## Required work
Collect each line of the material below that contains the word "wall" and copy those lines in full.
-- START Extracted information --
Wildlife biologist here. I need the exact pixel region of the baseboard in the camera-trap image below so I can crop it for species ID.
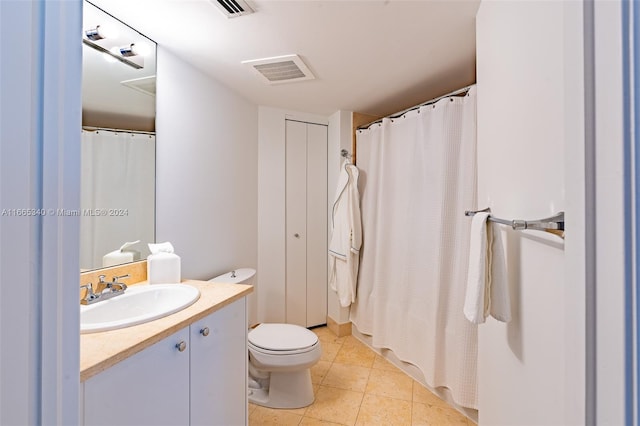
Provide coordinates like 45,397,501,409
327,316,351,337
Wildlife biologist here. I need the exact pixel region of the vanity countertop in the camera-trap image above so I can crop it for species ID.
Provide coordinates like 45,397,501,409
80,280,253,382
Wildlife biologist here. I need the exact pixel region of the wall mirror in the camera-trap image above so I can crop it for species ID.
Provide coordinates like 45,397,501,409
80,1,156,272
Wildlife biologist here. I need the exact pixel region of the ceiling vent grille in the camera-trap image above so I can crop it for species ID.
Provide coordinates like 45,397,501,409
214,0,253,18
242,55,315,84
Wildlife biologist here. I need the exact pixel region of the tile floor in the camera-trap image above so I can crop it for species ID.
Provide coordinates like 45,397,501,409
249,327,475,426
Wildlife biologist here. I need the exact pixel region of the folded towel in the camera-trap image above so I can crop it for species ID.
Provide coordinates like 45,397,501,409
464,212,511,324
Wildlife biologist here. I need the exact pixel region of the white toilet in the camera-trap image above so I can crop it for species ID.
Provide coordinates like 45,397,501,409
209,268,322,408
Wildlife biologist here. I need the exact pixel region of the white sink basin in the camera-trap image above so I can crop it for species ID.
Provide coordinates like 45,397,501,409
80,284,200,333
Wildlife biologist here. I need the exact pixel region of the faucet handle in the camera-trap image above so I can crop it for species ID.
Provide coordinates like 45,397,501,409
110,274,131,291
80,283,93,296
113,274,131,283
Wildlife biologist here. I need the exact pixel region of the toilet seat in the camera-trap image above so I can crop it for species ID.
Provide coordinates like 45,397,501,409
248,324,318,355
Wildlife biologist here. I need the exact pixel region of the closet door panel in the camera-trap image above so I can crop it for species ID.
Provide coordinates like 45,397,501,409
285,120,307,327
306,124,327,327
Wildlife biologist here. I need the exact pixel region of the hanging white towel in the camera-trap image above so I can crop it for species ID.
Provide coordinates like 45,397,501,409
464,212,511,324
329,162,362,307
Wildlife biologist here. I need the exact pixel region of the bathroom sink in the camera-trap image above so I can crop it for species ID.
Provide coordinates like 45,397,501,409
80,284,200,333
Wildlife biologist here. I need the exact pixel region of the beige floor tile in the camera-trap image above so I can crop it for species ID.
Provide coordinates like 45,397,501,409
320,341,342,362
334,336,376,368
311,360,331,384
411,402,468,426
356,394,411,425
413,380,449,408
300,417,342,426
249,406,302,426
311,327,345,345
305,385,364,425
322,362,371,392
373,354,401,372
365,370,413,402
249,403,258,415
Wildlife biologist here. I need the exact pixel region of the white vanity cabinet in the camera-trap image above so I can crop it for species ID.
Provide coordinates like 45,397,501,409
84,329,189,426
189,298,248,426
81,297,248,426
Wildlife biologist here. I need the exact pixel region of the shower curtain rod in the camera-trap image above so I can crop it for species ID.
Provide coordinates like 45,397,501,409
82,126,156,136
357,83,475,130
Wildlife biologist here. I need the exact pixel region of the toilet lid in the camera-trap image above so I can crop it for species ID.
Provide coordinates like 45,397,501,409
248,324,318,351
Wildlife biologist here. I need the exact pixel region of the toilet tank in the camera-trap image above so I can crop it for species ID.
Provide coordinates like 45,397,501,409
209,268,256,285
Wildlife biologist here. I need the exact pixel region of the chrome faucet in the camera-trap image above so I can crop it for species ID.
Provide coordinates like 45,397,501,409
80,274,130,305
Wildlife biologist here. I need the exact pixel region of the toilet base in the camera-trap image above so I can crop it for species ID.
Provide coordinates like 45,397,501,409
249,368,314,408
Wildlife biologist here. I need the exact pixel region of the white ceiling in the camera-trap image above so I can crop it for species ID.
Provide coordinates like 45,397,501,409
87,0,480,116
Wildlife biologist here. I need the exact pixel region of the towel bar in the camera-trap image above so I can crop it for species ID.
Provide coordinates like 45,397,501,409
464,207,564,239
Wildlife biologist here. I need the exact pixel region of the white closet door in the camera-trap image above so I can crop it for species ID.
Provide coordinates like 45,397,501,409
285,120,327,327
285,120,307,327
307,124,327,327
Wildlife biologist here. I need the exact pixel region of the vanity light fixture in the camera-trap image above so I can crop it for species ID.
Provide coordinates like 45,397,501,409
120,43,138,58
82,38,144,70
84,25,106,41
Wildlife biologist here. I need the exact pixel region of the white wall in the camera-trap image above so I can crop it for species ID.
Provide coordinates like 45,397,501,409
476,1,585,425
156,46,258,286
0,0,82,425
585,0,638,425
256,106,333,322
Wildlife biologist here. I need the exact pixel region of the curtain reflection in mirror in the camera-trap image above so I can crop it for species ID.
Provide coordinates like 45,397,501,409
80,129,156,270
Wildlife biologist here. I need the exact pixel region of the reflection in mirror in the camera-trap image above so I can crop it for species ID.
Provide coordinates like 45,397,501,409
80,1,156,271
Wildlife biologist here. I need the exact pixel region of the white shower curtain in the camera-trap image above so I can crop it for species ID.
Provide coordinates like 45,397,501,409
351,86,477,409
80,130,156,269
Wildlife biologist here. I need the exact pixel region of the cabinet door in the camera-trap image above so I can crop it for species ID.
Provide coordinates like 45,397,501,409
190,298,248,426
285,120,327,327
305,124,328,327
84,329,190,426
285,120,308,327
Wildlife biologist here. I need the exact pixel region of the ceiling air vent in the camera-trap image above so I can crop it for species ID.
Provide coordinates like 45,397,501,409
209,0,253,18
242,55,315,84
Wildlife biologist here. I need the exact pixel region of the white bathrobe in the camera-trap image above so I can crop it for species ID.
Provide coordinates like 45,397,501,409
329,162,362,307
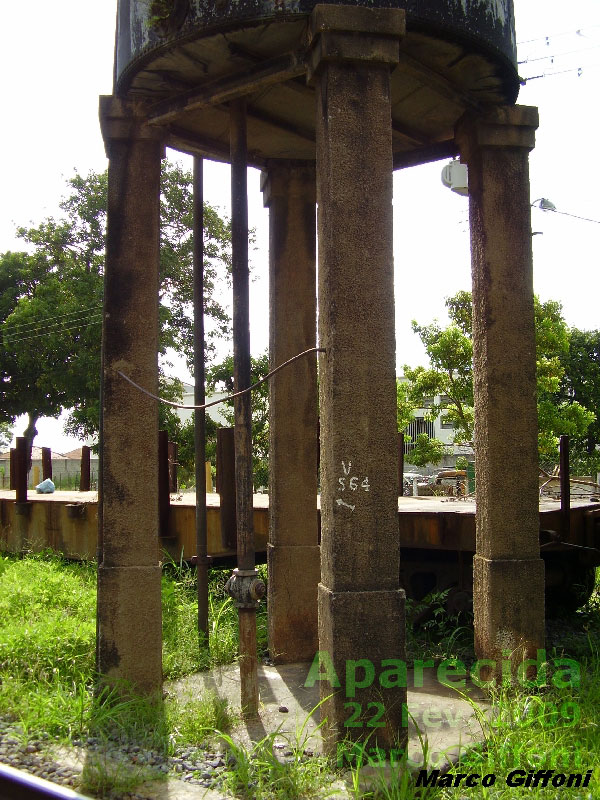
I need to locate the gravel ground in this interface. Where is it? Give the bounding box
[0,717,231,800]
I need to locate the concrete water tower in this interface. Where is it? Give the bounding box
[98,0,543,746]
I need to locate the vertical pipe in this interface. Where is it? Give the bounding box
[79,444,90,492]
[167,442,179,492]
[158,431,170,536]
[15,436,29,503]
[42,447,52,481]
[398,433,404,497]
[217,428,237,550]
[8,447,17,489]
[559,435,571,539]
[230,99,258,717]
[193,157,208,637]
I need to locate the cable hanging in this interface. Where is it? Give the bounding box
[117,347,325,411]
[2,306,102,332]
-- END Extracted information --
## Complete answer
Wildlife biologist here. I need the exact pixel region of the wall mirror in the camera-trap image above so I can crop it for species ID.
Wildlife biologist here. I need the exact pixel region of the white wall in the camera-trap image above so I can crop it for species ID.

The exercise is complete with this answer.